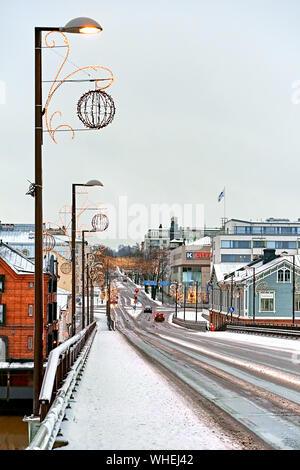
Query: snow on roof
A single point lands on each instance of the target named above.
(248, 271)
(201, 241)
(16, 260)
(222, 269)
■ ■ ■
Retype, exactly as written, each line from the one containing "A single point" through the last line of the listing above, and leave out all other lines.

A single point lands on each instance of the target named above.
(248, 271)
(201, 241)
(16, 260)
(222, 269)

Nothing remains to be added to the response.